The output should hold exactly, and only, the lines from the line bearing "the cathedral dome" through the last line of the listing below, and no pictures.

┄┄┄┄┄┄┄┄┄┄

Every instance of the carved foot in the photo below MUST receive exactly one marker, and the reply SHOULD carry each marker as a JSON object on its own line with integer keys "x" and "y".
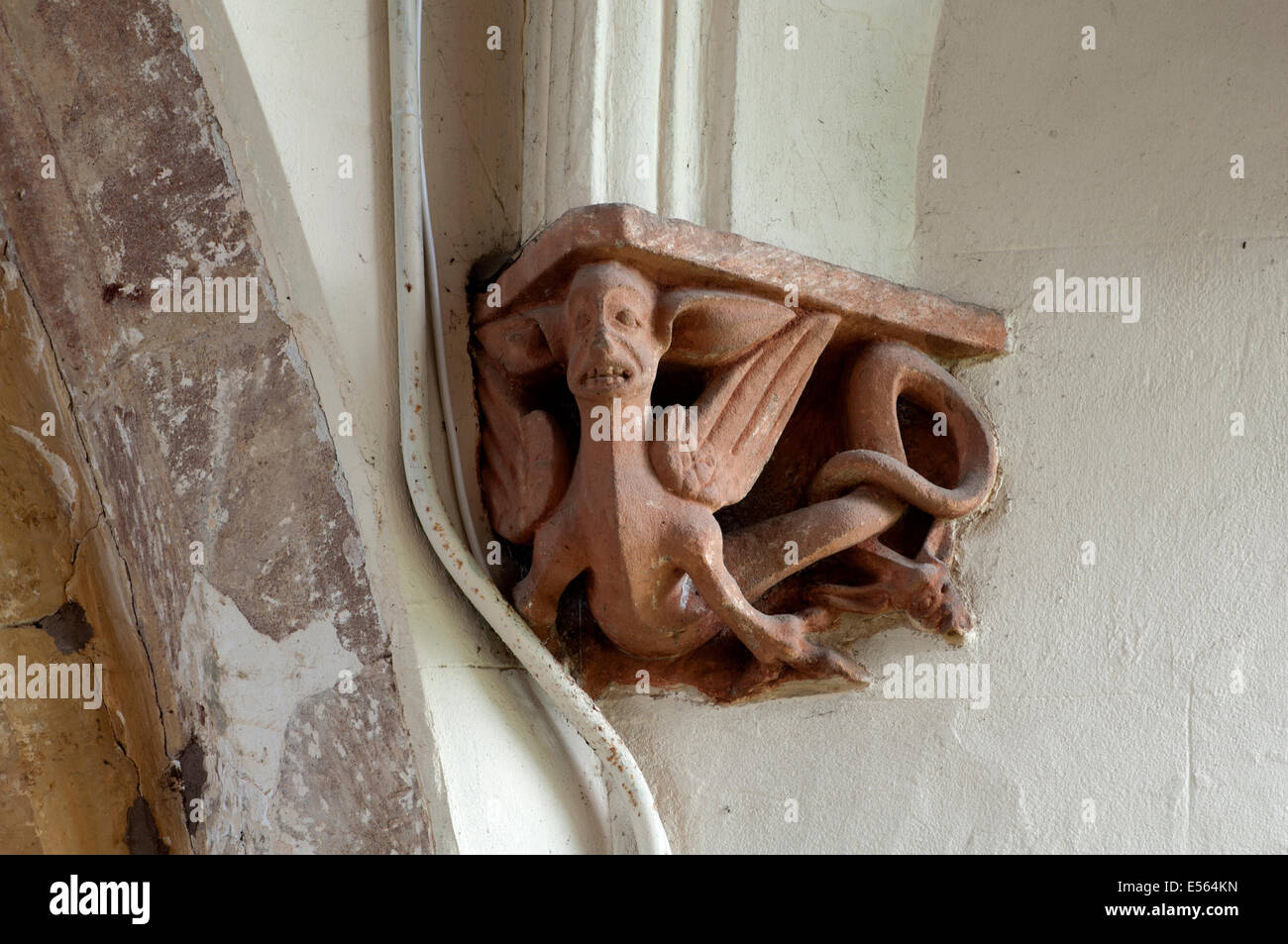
{"x": 536, "y": 610}
{"x": 923, "y": 591}
{"x": 812, "y": 660}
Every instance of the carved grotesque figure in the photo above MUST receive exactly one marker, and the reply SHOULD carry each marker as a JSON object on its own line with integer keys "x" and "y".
{"x": 627, "y": 496}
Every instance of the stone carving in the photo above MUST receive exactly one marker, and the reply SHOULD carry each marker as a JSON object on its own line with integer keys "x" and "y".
{"x": 713, "y": 465}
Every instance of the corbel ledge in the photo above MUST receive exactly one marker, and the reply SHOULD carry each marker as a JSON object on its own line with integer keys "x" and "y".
{"x": 717, "y": 447}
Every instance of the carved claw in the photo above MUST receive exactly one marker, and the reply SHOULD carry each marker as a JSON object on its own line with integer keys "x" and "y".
{"x": 928, "y": 596}
{"x": 539, "y": 614}
{"x": 814, "y": 660}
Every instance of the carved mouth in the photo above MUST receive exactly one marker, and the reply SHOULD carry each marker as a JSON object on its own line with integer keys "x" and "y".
{"x": 605, "y": 376}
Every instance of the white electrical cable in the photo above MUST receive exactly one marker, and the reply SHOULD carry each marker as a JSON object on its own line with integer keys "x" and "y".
{"x": 415, "y": 250}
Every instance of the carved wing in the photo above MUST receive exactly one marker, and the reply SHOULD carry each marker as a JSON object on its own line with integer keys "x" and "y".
{"x": 526, "y": 464}
{"x": 761, "y": 355}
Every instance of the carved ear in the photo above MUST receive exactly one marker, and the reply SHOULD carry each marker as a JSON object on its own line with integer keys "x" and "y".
{"x": 712, "y": 327}
{"x": 527, "y": 342}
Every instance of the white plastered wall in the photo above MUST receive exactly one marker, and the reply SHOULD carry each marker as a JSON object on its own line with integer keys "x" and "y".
{"x": 1111, "y": 682}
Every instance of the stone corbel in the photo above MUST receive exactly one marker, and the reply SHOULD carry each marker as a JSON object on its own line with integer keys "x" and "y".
{"x": 720, "y": 447}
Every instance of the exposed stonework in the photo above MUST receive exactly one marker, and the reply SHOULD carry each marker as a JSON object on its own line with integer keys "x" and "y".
{"x": 639, "y": 374}
{"x": 197, "y": 428}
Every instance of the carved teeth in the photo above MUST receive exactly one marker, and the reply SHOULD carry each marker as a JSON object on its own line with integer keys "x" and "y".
{"x": 606, "y": 374}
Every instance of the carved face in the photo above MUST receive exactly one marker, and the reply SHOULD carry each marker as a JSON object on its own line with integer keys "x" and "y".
{"x": 613, "y": 343}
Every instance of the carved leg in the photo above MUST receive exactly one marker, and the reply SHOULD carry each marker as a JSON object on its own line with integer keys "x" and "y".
{"x": 772, "y": 639}
{"x": 554, "y": 567}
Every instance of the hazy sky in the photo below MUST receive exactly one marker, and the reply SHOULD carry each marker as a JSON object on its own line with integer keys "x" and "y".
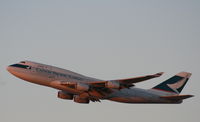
{"x": 106, "y": 39}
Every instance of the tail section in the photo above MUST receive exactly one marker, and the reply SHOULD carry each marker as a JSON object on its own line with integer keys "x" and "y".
{"x": 175, "y": 84}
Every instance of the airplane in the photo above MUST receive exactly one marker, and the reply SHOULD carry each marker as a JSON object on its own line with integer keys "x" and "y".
{"x": 83, "y": 89}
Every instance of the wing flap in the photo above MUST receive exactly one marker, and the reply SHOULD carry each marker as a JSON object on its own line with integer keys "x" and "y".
{"x": 177, "y": 97}
{"x": 139, "y": 79}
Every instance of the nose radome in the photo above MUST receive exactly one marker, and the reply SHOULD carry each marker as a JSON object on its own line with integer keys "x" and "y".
{"x": 8, "y": 68}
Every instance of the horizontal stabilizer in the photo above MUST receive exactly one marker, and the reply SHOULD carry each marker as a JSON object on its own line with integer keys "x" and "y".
{"x": 177, "y": 97}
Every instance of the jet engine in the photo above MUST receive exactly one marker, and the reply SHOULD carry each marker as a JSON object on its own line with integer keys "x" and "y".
{"x": 112, "y": 85}
{"x": 64, "y": 95}
{"x": 78, "y": 99}
{"x": 82, "y": 87}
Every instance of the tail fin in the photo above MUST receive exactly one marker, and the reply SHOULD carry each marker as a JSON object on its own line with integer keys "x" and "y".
{"x": 175, "y": 84}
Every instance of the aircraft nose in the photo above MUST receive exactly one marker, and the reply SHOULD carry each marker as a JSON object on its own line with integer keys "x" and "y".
{"x": 8, "y": 68}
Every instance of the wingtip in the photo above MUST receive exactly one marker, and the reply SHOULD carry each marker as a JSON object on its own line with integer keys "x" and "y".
{"x": 159, "y": 74}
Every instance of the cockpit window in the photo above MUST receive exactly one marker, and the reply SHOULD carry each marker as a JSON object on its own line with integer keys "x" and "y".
{"x": 21, "y": 66}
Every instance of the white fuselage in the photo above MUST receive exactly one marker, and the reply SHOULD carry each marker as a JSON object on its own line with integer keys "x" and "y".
{"x": 52, "y": 77}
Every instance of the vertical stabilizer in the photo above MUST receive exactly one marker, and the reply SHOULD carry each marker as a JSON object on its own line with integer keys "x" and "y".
{"x": 175, "y": 84}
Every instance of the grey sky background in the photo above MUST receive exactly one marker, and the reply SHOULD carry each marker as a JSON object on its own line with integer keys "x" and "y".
{"x": 106, "y": 39}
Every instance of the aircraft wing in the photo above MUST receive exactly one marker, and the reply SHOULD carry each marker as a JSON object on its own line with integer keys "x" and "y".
{"x": 100, "y": 89}
{"x": 126, "y": 83}
{"x": 140, "y": 79}
{"x": 176, "y": 97}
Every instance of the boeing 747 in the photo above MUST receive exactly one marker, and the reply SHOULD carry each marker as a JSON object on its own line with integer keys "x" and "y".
{"x": 83, "y": 89}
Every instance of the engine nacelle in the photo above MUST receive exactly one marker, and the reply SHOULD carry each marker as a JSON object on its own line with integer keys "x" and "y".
{"x": 112, "y": 85}
{"x": 78, "y": 99}
{"x": 64, "y": 95}
{"x": 82, "y": 87}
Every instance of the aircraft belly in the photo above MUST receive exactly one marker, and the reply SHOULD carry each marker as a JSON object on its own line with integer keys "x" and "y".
{"x": 133, "y": 96}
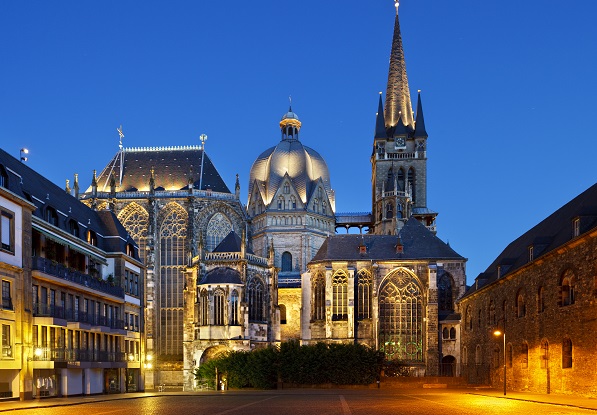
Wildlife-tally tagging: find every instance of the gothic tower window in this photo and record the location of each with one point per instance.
(219, 307)
(412, 183)
(204, 308)
(135, 220)
(364, 294)
(217, 229)
(567, 296)
(339, 296)
(318, 289)
(566, 353)
(444, 294)
(401, 317)
(255, 297)
(172, 237)
(286, 262)
(234, 308)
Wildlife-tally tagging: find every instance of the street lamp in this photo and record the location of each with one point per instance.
(497, 333)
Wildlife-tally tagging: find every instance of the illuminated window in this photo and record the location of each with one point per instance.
(219, 307)
(256, 295)
(7, 231)
(318, 289)
(365, 283)
(520, 305)
(567, 296)
(566, 353)
(544, 354)
(234, 308)
(286, 262)
(339, 296)
(524, 356)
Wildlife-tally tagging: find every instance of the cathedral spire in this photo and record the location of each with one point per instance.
(397, 94)
(380, 124)
(420, 131)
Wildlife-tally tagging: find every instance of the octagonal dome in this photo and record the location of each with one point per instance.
(303, 164)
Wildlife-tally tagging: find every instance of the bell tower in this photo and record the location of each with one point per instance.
(399, 158)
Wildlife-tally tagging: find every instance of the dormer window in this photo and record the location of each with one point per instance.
(91, 238)
(51, 216)
(576, 227)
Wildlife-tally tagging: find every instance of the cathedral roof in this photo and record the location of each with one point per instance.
(173, 167)
(303, 165)
(418, 243)
(41, 192)
(221, 275)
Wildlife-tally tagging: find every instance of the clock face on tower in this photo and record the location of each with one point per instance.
(400, 142)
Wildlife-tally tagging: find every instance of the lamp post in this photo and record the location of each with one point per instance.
(498, 333)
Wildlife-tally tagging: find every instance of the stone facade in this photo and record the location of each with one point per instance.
(548, 306)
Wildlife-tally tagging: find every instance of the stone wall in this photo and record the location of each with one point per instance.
(544, 370)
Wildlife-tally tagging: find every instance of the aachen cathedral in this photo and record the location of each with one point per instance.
(222, 275)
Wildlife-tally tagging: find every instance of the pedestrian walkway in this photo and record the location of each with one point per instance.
(551, 399)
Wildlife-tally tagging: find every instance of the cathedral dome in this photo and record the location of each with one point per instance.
(303, 165)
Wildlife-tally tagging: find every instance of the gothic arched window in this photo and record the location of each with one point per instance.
(204, 308)
(255, 299)
(219, 307)
(234, 308)
(401, 317)
(173, 237)
(318, 289)
(412, 181)
(339, 296)
(364, 294)
(217, 229)
(444, 288)
(135, 220)
(286, 262)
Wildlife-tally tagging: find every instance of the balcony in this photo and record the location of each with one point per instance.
(60, 354)
(58, 270)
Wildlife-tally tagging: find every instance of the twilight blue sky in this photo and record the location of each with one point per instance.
(508, 91)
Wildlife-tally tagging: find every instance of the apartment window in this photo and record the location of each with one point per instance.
(6, 341)
(7, 231)
(576, 227)
(6, 297)
(566, 353)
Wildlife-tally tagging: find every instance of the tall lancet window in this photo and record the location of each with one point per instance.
(255, 298)
(401, 317)
(172, 237)
(217, 229)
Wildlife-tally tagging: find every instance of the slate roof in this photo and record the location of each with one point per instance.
(32, 186)
(221, 275)
(231, 243)
(551, 233)
(418, 243)
(172, 168)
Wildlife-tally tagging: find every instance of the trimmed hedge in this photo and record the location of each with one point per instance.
(340, 364)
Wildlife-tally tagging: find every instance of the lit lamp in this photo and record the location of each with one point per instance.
(497, 333)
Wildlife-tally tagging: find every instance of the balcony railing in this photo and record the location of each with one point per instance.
(60, 271)
(47, 354)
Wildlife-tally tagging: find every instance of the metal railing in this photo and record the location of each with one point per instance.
(58, 270)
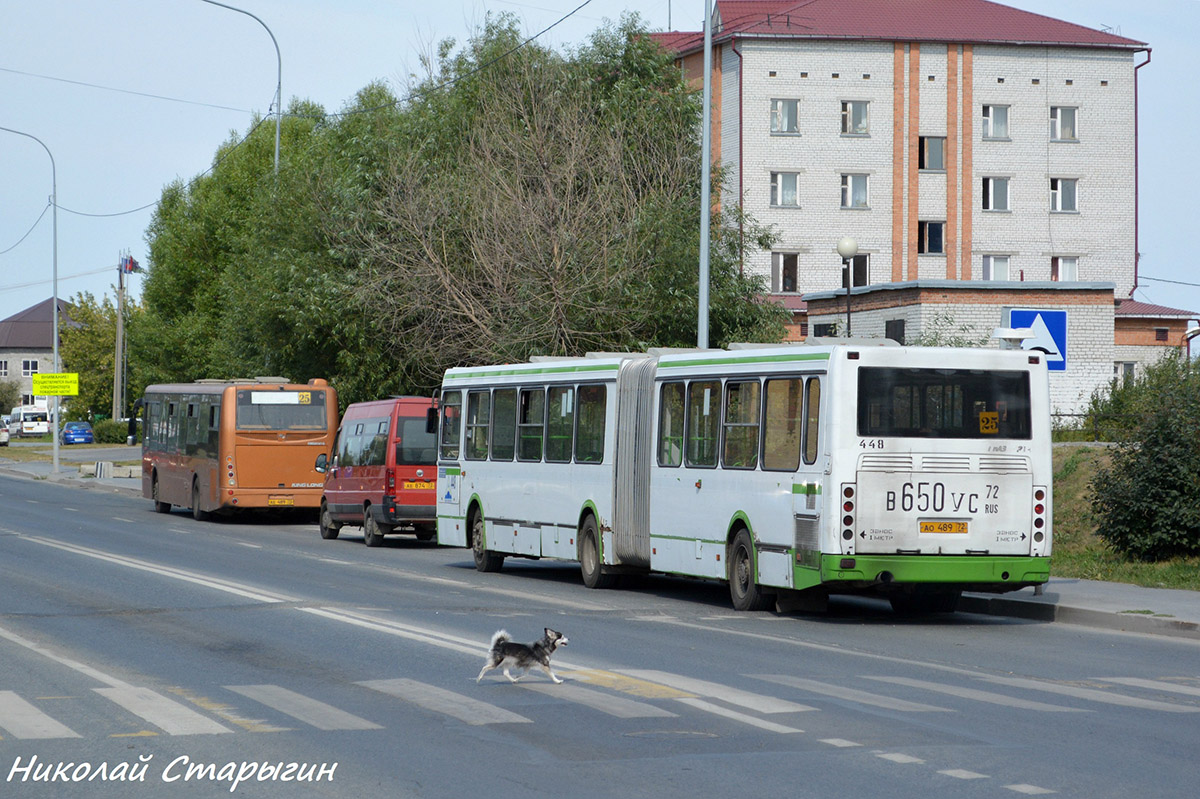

┄┄┄┄┄┄┄┄┄┄

Response to the exercise:
Wildlife-tally tagging: find every instance of the cathedral dome in this photo and record the location of each with one point per instance.
(303, 165)
Wildlife-tally tagging: find every instance of the gothic arched window in this photo and record the location of each with one point per instance.
(204, 308)
(255, 299)
(219, 307)
(234, 308)
(401, 317)
(173, 237)
(318, 289)
(412, 181)
(339, 296)
(364, 294)
(217, 229)
(444, 288)
(135, 220)
(286, 262)
Wildlife-tally tagging: find every instance of the balcony in this photo and record the location of each with one point per instance.
(60, 354)
(58, 270)
Wildlife-tally tagging: find every instance of the twilight blue sky in this photo and record the location of each with one point per instance.
(508, 91)
Wildlife-tally tagging: find every instance of the apartment window in this photo and record the location of each with one point per instance.
(6, 341)
(7, 231)
(576, 227)
(6, 297)
(566, 353)
Wildlife-tally tagging: find every instance of the tall lancet window in this photo and record the location of each with one point per instance.
(255, 298)
(401, 317)
(172, 237)
(217, 229)
Wildlife-tally tagging: find every instance of the slate roof in this photo and record the location of each with one point per instance.
(32, 186)
(221, 275)
(231, 243)
(551, 233)
(418, 243)
(172, 168)
Wildlife-tally tagging: find every instance of the trimmed hedge in this photo and record the location of each with one point per instance.
(340, 364)
Wildlife-tally tagging: find every instance of the lit lamp in this photo and record the location of each with one point per instance.
(497, 333)
Wildlife-tally tagging: find every instance of the balcony railing in this photo and record the location of each with one point per instance.
(60, 271)
(47, 354)
Wildlife-tally tagging: find every instance of the metal railing in this photo and record the location of each with one point per instance.
(58, 270)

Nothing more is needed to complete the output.